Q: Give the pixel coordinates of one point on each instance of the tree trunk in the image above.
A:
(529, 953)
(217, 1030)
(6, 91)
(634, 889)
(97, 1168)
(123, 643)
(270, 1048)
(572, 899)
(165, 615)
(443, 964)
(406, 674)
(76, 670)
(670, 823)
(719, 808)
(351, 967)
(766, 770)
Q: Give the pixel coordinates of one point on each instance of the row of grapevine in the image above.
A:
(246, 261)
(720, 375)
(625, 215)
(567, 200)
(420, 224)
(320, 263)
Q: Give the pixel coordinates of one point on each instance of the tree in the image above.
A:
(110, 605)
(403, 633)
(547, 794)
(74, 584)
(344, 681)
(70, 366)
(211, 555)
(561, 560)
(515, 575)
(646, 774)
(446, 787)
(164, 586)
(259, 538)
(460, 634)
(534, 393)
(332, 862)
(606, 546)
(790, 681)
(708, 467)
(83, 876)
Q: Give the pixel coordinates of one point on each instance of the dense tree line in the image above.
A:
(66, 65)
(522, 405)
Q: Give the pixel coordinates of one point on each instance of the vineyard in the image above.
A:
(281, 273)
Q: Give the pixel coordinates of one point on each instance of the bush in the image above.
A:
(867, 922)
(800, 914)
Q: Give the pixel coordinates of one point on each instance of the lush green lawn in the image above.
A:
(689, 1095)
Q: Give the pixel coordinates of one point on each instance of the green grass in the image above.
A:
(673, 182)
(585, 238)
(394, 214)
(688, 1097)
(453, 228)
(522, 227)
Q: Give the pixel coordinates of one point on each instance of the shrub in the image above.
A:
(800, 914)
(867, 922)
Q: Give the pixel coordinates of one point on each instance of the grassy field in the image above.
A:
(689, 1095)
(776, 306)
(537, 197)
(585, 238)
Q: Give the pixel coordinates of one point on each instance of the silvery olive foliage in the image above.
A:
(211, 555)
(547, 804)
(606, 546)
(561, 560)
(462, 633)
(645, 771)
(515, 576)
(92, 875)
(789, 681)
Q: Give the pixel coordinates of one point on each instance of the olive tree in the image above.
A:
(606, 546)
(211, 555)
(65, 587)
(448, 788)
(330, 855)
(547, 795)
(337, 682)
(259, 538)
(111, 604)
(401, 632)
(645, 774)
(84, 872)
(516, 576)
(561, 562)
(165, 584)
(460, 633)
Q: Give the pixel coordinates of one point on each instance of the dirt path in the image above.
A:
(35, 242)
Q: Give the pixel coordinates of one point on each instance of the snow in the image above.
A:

□ □ □

▸ What you have to do
Filter the records for the word "green" and show every line that has it.

▸ Output for this exercise
Q: Give the pixel coordinates of one point on each instance of the lush green lawn in the image above.
Q: Give the pixel coordinates of one point on each instance of the green grass in the image above.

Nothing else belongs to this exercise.